Coordinate annotation entries:
╭──

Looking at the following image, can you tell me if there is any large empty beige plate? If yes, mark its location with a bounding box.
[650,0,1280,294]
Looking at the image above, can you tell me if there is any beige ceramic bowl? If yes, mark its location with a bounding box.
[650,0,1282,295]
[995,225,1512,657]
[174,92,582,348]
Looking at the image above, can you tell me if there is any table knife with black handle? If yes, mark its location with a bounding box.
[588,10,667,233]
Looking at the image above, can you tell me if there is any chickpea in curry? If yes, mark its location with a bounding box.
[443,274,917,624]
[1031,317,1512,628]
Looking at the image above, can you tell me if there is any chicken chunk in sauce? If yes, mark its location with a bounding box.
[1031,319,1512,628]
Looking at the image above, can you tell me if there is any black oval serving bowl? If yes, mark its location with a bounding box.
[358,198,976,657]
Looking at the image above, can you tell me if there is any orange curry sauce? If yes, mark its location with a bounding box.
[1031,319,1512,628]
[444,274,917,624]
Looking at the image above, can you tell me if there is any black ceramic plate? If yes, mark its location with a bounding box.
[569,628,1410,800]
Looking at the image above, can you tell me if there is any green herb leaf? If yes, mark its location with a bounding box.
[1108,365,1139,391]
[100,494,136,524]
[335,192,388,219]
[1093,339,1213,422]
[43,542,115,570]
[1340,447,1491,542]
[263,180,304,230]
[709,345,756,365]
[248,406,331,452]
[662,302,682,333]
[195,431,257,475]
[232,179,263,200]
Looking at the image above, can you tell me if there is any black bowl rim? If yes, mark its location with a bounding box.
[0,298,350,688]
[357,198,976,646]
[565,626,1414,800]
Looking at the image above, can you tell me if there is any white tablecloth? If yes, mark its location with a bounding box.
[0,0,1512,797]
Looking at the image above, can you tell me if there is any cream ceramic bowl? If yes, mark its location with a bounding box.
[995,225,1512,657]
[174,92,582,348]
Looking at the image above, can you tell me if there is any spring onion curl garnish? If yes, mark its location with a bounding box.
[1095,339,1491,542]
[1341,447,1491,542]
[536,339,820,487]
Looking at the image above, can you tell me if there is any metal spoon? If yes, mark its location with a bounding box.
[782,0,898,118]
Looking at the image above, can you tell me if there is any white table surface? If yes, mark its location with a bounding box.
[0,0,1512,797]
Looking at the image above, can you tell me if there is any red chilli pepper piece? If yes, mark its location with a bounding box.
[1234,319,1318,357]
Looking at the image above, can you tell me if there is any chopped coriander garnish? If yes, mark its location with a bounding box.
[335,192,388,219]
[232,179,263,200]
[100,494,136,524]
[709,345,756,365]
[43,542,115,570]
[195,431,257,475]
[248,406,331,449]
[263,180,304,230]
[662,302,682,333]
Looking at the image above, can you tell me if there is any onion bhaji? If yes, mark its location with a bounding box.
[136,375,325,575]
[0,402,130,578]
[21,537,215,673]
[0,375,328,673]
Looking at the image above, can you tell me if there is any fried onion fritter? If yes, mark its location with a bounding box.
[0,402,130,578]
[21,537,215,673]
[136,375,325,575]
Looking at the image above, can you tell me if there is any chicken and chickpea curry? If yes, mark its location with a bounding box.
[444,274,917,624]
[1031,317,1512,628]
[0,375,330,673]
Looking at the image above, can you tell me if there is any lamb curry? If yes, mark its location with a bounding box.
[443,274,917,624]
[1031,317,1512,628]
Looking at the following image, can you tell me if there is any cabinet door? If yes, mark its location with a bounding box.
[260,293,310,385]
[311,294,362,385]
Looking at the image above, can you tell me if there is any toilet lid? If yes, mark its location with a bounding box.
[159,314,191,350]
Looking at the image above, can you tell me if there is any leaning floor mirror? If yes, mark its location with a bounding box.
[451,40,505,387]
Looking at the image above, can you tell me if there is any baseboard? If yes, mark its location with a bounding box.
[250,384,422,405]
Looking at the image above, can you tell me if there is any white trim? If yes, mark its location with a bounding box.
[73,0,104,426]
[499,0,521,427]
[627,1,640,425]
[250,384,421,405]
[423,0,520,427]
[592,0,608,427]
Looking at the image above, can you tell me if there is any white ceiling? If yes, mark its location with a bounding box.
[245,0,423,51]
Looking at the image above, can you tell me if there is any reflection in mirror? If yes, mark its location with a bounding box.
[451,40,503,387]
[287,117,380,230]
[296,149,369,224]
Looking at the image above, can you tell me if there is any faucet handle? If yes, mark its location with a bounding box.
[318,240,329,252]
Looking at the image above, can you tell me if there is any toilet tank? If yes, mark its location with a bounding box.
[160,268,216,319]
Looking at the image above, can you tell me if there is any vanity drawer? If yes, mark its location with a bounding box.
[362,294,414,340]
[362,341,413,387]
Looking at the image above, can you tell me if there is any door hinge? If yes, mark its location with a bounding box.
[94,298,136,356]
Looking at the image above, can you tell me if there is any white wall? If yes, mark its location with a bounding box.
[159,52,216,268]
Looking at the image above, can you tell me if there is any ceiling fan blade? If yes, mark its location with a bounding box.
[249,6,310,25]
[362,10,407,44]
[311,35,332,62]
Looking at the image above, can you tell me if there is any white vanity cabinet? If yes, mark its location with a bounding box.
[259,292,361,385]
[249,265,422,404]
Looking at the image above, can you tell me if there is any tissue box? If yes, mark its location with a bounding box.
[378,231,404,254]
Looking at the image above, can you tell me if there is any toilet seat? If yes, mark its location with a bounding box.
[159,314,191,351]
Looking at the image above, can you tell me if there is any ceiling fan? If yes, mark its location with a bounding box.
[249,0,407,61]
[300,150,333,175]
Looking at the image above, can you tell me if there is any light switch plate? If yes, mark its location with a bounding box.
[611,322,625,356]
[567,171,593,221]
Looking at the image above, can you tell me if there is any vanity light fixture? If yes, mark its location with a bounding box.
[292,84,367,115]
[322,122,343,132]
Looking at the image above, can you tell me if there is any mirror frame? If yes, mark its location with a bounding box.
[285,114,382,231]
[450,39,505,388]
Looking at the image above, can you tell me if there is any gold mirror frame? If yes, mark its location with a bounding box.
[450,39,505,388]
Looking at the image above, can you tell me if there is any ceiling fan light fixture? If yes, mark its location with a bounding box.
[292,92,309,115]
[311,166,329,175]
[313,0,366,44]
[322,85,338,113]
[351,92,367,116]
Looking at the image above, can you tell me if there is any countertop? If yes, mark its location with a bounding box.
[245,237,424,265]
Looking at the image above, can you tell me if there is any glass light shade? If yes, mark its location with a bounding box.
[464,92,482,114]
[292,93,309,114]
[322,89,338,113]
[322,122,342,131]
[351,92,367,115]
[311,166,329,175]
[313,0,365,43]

╰──

**What you need to do**
Reproduce word for word the stretch of the records above that begins with the line containing "is any cabinet" and ends with the line containing "[159,52,216,268]", including both of those lines.

**Response to this exercise**
Looking at the following image, can you tell me if there is any cabinet door? If yes, mark its location with a bounding box.
[260,293,310,385]
[311,294,362,385]
Looking at the image above, can you tell me if there is any toilet lid? If yes, mark its location with a bounding box.
[159,314,191,350]
Looking at the image above, can you tell me if there is any leaning floor mirror? If yes, mark its location with a bounding box.
[451,40,505,387]
Looking at the image above, can you tell me if there is any baseboard? If yes, mark its location with a bounding box.
[250,384,422,405]
Looking at the image above, can you tell me if there is any white trim? If yes, mark its location with a bounding box.
[73,0,104,426]
[499,0,521,427]
[627,1,640,425]
[250,384,421,405]
[423,0,520,427]
[592,0,608,427]
Looking at the image above, can you tell me if there is any white ceiling? If yes, mark its location with a bounding box.
[245,0,423,51]
Looking at the image above, can you tell me if there is any reflection in mirror? If yes, mark its location with a bounding box.
[451,40,503,387]
[287,117,380,230]
[296,149,369,224]
Looking at the image above, can you tell me if there is any faucet handle? If yes, mark its location with a bounding box.
[318,240,329,252]
Looking at the image above, can you tell me if there is any toilet tank? If yes, mark its location with a bounding box.
[160,268,216,319]
Looking at the image above, can you tell me if there is any vanity drawer? If yes, mark its location with a bounding box.
[362,294,414,340]
[362,341,413,387]
Looking at the image above, can you tell me if there is any door hinge? If yes, mark its location with a bounding box.
[94,298,136,356]
Looking at the image above, can you tell me if there is any white wall? If yes, mark its location with a bounding box.
[159,52,216,268]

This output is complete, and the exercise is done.